Everyone tells you that college is going to be the best 4 years of your life, but what happens when you’re disappointed after only your first year? What if it’s not everything you expected it to be?
If you didn’t enjoy your first year of college, you’re not alone. I remember thinking there was something was wrong with me because my freshman year was not living up to my grand expectation. The perfect college experience I had dreamed about for years did not happen my freshman year. In fact, I hated my freshman year.
As the year progressed, all I wanted to do was go home, and I escaped campus whenever I had the chance. I had nothing that brought me excitement or happiness at college. I had no real friends, despite trying my best to make some, and then finally giving up. I didn’t know how to manage my work and was stressed out constantly. I felt like I was always drowning in work I didn’t understand and didn’t enjoy, and I nearly failed my biology and chemistry classes.
“This is college?” I remember thinking to myself. “How do people enjoy this?”
┄┄┄┄┄┄┄┄┄┄┄┄┄┄┄┄┄┄┄┄
(TASK) Carry on the passage about a disappointing first year of college, beginning right after its last line.

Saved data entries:
┄┄┄┄┄┄┄┄┄┄┄┄┄┄┄┄┄┄┄┄
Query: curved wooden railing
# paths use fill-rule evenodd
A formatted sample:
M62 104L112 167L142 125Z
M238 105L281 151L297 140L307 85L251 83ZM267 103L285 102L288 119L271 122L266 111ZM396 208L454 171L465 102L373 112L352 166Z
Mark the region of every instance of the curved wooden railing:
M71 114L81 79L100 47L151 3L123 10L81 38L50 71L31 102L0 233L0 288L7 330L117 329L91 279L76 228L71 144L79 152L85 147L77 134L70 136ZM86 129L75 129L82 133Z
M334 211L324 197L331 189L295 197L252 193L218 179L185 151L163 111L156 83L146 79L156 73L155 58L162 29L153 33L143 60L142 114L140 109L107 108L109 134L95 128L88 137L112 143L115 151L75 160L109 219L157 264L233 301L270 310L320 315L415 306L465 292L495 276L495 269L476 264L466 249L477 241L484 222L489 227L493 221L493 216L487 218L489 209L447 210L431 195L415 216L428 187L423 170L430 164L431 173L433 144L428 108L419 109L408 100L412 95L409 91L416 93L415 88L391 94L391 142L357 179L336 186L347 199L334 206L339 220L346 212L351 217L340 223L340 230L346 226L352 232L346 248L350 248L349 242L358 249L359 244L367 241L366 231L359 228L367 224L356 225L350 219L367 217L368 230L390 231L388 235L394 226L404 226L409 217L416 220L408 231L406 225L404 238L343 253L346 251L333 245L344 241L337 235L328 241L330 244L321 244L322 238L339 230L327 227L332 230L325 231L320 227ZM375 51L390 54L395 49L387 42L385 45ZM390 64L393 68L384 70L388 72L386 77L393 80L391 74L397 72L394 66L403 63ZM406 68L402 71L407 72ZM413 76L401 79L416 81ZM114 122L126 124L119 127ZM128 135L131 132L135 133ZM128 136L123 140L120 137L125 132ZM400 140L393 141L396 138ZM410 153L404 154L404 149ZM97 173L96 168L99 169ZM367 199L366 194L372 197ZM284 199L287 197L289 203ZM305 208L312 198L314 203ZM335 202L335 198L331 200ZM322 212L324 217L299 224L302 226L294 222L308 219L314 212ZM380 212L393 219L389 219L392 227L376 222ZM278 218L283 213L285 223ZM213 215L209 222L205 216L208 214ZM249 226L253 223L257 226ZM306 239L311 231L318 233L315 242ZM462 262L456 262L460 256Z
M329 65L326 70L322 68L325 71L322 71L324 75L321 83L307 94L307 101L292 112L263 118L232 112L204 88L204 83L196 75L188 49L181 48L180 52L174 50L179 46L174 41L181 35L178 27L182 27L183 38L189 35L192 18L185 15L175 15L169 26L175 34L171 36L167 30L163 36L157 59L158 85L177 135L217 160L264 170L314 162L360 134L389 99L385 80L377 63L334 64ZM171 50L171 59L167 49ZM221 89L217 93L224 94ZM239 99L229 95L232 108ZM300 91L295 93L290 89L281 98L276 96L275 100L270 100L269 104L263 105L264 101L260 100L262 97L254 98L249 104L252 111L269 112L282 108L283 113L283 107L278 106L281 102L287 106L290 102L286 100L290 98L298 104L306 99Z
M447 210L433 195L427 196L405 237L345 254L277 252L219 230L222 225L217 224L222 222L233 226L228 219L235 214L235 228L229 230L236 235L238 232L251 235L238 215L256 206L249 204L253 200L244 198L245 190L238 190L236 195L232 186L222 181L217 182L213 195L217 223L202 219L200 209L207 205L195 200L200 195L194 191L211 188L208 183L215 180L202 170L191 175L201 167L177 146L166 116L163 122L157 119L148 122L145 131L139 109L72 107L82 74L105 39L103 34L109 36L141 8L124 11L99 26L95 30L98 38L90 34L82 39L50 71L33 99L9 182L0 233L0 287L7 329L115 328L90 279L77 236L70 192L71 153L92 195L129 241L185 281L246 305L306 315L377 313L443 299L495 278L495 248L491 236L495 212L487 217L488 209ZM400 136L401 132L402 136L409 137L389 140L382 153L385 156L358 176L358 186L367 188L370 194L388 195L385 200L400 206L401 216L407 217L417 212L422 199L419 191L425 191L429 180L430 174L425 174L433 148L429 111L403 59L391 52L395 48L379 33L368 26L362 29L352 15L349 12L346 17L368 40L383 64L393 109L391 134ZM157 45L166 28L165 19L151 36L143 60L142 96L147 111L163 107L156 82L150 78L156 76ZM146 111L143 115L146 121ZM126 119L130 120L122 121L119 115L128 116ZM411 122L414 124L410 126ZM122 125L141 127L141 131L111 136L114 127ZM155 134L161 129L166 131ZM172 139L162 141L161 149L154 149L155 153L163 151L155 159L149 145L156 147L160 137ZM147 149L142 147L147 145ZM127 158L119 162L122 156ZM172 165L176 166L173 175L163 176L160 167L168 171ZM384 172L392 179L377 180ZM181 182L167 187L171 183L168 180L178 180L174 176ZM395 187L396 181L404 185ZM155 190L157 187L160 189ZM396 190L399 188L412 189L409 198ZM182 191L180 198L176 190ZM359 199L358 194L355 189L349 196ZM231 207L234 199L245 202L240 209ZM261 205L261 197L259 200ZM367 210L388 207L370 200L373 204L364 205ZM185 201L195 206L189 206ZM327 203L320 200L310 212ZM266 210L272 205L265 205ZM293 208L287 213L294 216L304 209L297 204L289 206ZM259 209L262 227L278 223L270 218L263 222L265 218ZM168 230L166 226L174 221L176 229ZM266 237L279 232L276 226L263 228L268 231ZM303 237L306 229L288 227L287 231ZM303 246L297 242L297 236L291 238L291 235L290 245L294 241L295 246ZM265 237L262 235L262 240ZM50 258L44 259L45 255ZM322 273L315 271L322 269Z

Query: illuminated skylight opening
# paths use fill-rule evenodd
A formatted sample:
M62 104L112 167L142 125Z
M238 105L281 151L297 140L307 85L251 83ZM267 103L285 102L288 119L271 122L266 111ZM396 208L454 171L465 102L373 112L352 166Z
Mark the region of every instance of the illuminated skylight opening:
┄┄┄┄┄┄┄┄┄┄┄┄┄┄┄┄┄┄┄┄
(RESULT OF THE TASK)
The idea of transferring popped up in my mind multiple times. I lied to my family when they asked how college, telling them I loved it. It’s what they expected to hear, and I didn’t want to disappoint them.
My story may or may not sound similar to yours. There are many reasons why freshman year may not have lived up to your grand expectations, and there are many things you can do to change that.
So what can you do when you haven’t found happiness at college? Well, you could do nothing. You could replay the less than ideal year over again and hopefully get through the next few years. That would be the easiest option, but please please take my advice and do not do this. Where’s the joy in simply getting through the college experience. You have this incredible ability to change how you go about college life. It may be hard, or scary at first, but what great story ever began with something easy?
Be the change.
Your first step is to figure out what made you unhappy. For me, I was unhappy because I didn’t make friends, didn’t enjoy my classes, was in an unhealthy relationship, was very stressed, and didn’t feel the school pride and community I wanted to feel. Quite the list, right?
Your next step is to make a game plan. How are you going to change these things? At the start of sophomore year, I made the decision to put myself out there. I joined clubs and made an effort to connect with lots of people.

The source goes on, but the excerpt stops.